Action item = A verbatim transcript of the data that follows, free of images, is the expected result.

Provided information =
◇ ◇ ◇ ◇ ◇

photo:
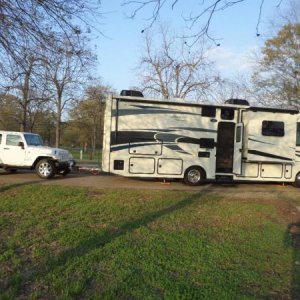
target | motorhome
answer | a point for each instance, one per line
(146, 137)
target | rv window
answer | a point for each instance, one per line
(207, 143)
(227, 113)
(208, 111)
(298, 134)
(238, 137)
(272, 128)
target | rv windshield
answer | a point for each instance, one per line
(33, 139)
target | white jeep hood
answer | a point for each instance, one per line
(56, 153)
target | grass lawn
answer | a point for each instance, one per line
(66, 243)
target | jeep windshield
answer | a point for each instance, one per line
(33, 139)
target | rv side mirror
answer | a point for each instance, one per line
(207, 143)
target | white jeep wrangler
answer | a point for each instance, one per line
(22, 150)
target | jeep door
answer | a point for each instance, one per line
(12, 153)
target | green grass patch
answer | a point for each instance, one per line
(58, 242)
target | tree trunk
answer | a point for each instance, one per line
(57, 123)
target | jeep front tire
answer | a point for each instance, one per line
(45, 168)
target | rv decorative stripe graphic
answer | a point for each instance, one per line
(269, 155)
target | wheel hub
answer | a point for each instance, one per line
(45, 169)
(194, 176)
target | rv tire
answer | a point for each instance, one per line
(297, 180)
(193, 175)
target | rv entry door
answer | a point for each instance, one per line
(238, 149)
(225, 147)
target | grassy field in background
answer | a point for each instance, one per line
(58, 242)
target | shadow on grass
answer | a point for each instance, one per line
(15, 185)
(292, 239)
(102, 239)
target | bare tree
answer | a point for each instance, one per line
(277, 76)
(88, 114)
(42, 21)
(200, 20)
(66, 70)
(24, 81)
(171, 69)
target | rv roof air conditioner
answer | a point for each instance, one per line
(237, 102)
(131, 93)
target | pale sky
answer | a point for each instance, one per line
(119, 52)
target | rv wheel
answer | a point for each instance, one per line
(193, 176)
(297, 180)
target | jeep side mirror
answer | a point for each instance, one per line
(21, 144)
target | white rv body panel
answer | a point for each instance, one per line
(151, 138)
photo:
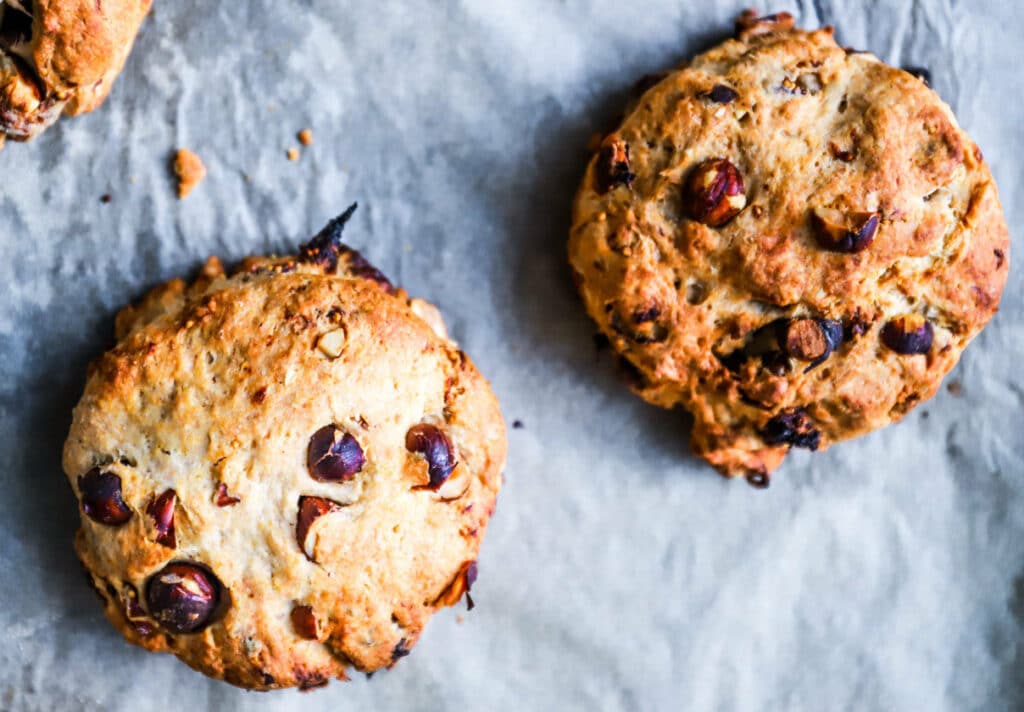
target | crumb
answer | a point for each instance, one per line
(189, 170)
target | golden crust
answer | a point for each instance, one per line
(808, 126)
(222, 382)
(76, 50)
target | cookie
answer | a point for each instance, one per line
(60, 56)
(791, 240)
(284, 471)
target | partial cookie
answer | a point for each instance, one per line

◇ ◇ ◇ ◇ ◇

Answer to the problem =
photo:
target | motorhome
answer | a point for each instance, one per line
(146, 137)
target | rv window
answer | a point for each instance, one per line
(207, 143)
(227, 113)
(208, 111)
(298, 134)
(238, 137)
(272, 128)
target | rv windshield
answer | a point for each instance, one per line
(33, 139)
target | white jeep hood
answer | a point for each instance, one per line
(56, 153)
target | grass lawn
answer | a point for each instance, one per line
(66, 243)
target | jeep windshield
answer | a point for each instance, one per line
(33, 139)
target | rv side mirror
answer | a point for each instance, one per line
(207, 143)
target | white jeep wrangler
answer | a point for each instance, one per line
(22, 150)
target | jeep door
answer | a point for each instance, one per line
(12, 153)
target | green grass patch
answer | a point for each instance, one per line
(58, 242)
target | tree trunk
answer | a point for each instance, one per line
(57, 123)
target | jeep front tire
answer | a point for each instance, one per line
(45, 168)
target | rv decorative stripe graphic
answer | a point for each instance, one per line
(269, 155)
target | wheel hub
answer | a point for each instance, one per line
(45, 169)
(194, 176)
target | rv tire
answer | a point for each instance, one per line
(297, 180)
(193, 175)
target | rv entry door
answer | a point for each instance, one per line
(238, 149)
(225, 147)
target | grassy field in background
answer | a point for each instance, one per line
(58, 242)
target | shadow on grass
answer | a point for each instance, one per line
(15, 185)
(292, 239)
(102, 239)
target | bare tree
answer | a point for each instance, one per line
(277, 76)
(88, 114)
(42, 21)
(200, 20)
(66, 70)
(24, 81)
(171, 69)
target | rv roof air conditioner
answer | a point for each instance, one per line
(237, 102)
(131, 93)
target | pale sky
answer | a point for each instance, one per line
(119, 52)
target | rv wheel
answer | a point for each instance, one per line
(193, 176)
(297, 180)
target | jeep side mirror
answer | a point for each instance, one per line
(21, 144)
target | white rv body panel
answer | a point for each instance, one per line
(151, 138)
photo:
target | crumb
answer | a point for each instance, one per line
(189, 170)
target | golden crust
answer | a point for each instance, one per line
(808, 126)
(222, 382)
(76, 50)
target | cookie
answer | a point for each instance, one per line
(60, 56)
(791, 240)
(284, 471)
target | partial cookie
answer | a point for each instance, one per line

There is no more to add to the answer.